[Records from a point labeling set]
--- Start ---

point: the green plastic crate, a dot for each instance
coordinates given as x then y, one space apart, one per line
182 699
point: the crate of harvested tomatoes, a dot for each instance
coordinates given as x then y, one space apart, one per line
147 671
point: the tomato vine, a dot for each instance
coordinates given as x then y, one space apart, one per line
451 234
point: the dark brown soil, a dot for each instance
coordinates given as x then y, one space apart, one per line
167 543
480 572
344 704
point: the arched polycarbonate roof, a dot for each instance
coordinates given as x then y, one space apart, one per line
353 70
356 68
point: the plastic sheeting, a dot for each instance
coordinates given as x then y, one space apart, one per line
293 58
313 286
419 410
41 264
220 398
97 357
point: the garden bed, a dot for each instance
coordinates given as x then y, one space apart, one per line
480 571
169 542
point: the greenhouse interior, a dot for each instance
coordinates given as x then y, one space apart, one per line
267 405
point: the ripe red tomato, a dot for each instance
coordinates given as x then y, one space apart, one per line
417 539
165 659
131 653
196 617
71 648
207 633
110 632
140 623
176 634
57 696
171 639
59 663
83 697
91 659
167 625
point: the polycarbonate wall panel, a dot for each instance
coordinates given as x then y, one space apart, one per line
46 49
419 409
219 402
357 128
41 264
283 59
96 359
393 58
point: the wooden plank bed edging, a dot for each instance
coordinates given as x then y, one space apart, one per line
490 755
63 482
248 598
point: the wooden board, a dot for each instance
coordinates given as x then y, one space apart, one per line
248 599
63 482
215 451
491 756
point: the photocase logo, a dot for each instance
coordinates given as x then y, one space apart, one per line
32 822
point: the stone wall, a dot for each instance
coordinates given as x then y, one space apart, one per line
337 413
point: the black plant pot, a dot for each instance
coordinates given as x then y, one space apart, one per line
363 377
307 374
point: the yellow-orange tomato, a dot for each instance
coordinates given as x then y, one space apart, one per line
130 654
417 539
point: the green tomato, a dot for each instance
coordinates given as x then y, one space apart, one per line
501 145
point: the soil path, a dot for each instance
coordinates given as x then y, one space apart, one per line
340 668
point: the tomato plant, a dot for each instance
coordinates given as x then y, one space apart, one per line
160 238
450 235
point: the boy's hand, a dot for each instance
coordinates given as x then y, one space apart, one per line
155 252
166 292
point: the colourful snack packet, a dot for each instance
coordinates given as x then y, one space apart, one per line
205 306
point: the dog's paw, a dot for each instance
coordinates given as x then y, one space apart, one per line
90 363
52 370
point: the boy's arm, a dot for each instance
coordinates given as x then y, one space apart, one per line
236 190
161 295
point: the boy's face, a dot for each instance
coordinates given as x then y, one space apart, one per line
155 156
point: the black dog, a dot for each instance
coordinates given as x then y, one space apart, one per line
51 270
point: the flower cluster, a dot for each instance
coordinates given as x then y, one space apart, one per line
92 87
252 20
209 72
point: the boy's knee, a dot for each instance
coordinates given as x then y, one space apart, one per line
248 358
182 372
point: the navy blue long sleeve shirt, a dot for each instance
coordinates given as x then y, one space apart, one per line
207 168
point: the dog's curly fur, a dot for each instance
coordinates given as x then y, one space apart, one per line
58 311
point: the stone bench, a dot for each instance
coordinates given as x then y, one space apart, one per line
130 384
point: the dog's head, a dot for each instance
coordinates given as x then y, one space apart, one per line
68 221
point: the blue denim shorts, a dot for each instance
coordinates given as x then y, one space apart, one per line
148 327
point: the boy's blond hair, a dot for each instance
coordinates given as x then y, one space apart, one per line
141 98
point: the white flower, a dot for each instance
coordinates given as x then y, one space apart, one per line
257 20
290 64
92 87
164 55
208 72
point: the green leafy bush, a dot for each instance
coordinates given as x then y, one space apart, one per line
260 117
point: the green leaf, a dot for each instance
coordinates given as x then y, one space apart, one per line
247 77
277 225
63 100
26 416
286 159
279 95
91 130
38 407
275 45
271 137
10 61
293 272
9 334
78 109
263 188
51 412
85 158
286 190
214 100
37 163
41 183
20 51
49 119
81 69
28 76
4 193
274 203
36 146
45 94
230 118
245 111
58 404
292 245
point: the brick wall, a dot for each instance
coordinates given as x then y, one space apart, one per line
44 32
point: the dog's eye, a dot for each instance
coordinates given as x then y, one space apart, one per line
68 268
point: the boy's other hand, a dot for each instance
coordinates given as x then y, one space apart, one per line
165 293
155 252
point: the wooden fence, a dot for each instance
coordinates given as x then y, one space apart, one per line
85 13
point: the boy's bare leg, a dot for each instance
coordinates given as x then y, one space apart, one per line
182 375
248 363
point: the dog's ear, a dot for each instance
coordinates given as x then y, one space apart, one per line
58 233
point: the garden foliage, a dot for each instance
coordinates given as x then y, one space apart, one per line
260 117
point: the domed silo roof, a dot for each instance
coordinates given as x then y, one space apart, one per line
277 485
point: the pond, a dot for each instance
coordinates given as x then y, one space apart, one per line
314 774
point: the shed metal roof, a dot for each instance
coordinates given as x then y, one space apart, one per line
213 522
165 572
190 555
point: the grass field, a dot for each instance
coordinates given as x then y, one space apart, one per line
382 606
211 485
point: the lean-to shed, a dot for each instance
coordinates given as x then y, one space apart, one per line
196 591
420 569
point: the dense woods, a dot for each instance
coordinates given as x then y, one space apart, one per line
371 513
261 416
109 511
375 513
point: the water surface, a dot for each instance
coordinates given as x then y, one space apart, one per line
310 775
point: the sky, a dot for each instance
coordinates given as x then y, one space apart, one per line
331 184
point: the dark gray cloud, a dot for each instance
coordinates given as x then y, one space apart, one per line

--- End ---

● **What you need to do**
Restate each entry exactly, skipping none.

● **Full answer**
point: the green plastic crate, a dot for each instance
coordinates given as x then y, one space apart, one per line
182 699
point: the crate of harvested tomatoes, a dot for each instance
coordinates given as x then y, one space apart, one per line
147 671
point: the tomato vine, a dot for each instance
coordinates given as x then y, one space apart, one per line
451 234
point: the dark brown soil, a dot for each instance
coordinates given as x then y, one space apart, one per line
167 543
480 572
344 704
point: the arched polycarbonate roof, a dot for each instance
coordinates given as x then y, one space apart, one per line
353 70
356 68
point: the plastic sheeting, a dot for each instance
coordinates given as x then y, one space apart, one per line
293 58
313 286
419 410
41 264
220 398
97 357
point: the garden bed, a dot for each instance
coordinates given as x then y, one space apart, one per line
480 571
169 542
point: the greenhouse interior, a dot for each instance
coordinates given as x then y, one space apart, one per line
267 405
point: the ripe red tomato, a dot for each instance
coordinates given as x then y, one space apart, one per line
417 539
165 659
131 653
196 617
71 648
207 633
110 632
140 623
176 634
57 696
171 639
59 663
83 697
91 659
167 625
point: the polycarbonate wall panel, a dot for each instance
coordinates given as x then y, one space apart, one per line
46 49
419 409
219 402
357 128
41 264
283 59
96 359
393 58
point: the wooden plank bed edging, a dot for each instance
coordinates given as x then y, one space apart, one per line
490 755
63 482
248 598
point: the wooden board, a dot for each instance
coordinates given as x then y, one space apart, one per line
248 599
63 482
215 451
491 756
point: the photocase logo, a dot for each instance
coordinates given as x then y, one space apart, one per line
32 822
point: the stone wall, a dot for each instance
coordinates given as x then y, one space apart, one per line
337 413
point: the black plant pot, a dot for each instance
coordinates given as x then y, one space apart, one per line
363 377
307 374
point: the yellow-orange tomato, a dot for each instance
coordinates given as x then y, one space apart, one per line
130 654
417 539
point: the green tomato, a dot for each instance
coordinates given as x then y, one space apart, one per line
501 145
point: the soil path, a dot for each instance
coordinates given as x then y, one space apart, one per line
340 668
point: the tomato plant, a dot for each instance
coordinates given as x then y, one space apart, one per line
160 238
450 235
point: the boy's hand, a dot for each instance
coordinates given as x then y, one space apart, one per line
155 252
166 292
point: the colourful snack packet, a dot for each instance
coordinates given as x then y, one space apart, one per line
205 306
point: the dog's paw, a dot for each instance
coordinates given as x then y, one space apart, one per line
90 363
52 370
point: the boy's arm, a dot for each instance
coordinates given as x then y, one space apart, one per line
236 190
161 295
point: the boy's face, a dot for each instance
coordinates given as x then y, one space apart, one per line
155 156
point: the black dog, a dot for each instance
coordinates given as x then y, one space apart, one per line
51 270
point: the flower cluster, a dot for each instance
coordinates given as x then y, one space apart, one per line
92 87
252 20
209 72
point: the boy's knee, a dot for each instance
coordinates given as x then y, one space apart, one per line
248 358
182 372
point: the navy blue long sleeve shirt, a dot for each instance
coordinates given as x then y, one space apart, one per line
207 168
point: the dog's curly fur, a dot for each instance
coordinates given as x then y, one space apart, one per line
58 311
point: the stone bench, a dot for each instance
coordinates given as x then y, one space apart, one per line
130 384
point: the dog's head, a dot for each instance
coordinates given as x then y, one space apart, one per line
68 221
point: the blue denim shorts, a dot for each instance
coordinates given as x then y, one space apart, one per line
148 327
point: the boy's blond hair, a dot for each instance
coordinates given as x then y, one space apart, one per line
141 98
point: the white flower, a dot for each instance
coordinates given as x then y, one space apart, one per line
257 20
290 64
92 87
164 55
208 72
point: the green leafy bush, a dot for each instance
coordinates given as x then y, one space apart, one per line
260 117
point: the green leaf, a dot for each instance
coordinates given as x then y, one space apart, one per line
247 77
277 225
63 100
26 416
286 159
279 95
91 130
38 407
275 45
271 137
10 61
293 272
9 334
78 109
263 188
51 412
85 158
286 190
214 100
37 163
41 183
20 51
49 119
81 69
28 76
4 193
274 203
36 146
45 94
230 118
245 111
58 404
292 245
point: the brick wall, a dot for each instance
coordinates given as x then y, one space apart, one per line
44 32
point: the dog's eye, a dot for each instance
coordinates given as x then y, one space apart, one per line
68 268
point: the boy's other hand, a dot for each instance
coordinates given as x then y, one space apart, one per line
165 293
155 252
point: the wooden fence, a dot for each instance
coordinates given as x then y, one space apart, one per line
85 13
point: the boy's bare leg, a dot for each instance
coordinates given as x then y, one space apart, one per line
182 375
248 363
point: the dog's ear, a dot for each instance
coordinates given as x then y, one space apart, one per line
58 233
point: the garden foliage, a dot for each instance
coordinates given as x then y, one space apart, one per line
260 117
point: the domed silo roof, a dot for each instance
coordinates given as x then y, one space apart, one per line
277 485
point: the pond, a dot for each instance
coordinates given as x then y, one space apart, one per line
314 774
point: the shed metal roof, a dot for each instance
coordinates given as x then y, one space apart, one per line
213 522
165 572
190 555
point: the grass field, a dot for each instance
coordinates given as x then y, one space apart, one per line
382 606
211 485
point: the lean-to shed, a dot for each instance
coordinates given as x then y, one space apart, one per line
196 591
420 569
point: the dense woods, a dot for each instance
coordinates given as x then y, one space apart, one per line
371 513
261 416
109 511
375 513
point: the water surface, a dot for each instance
coordinates given as x then y, one space apart, one per line
310 775
point: the sky, a dot for each instance
coordinates given as x then y, one space apart, one per line
331 184
point: the dark gray cloud, a dot for each instance
coordinates given as x then y, one space apart, one per line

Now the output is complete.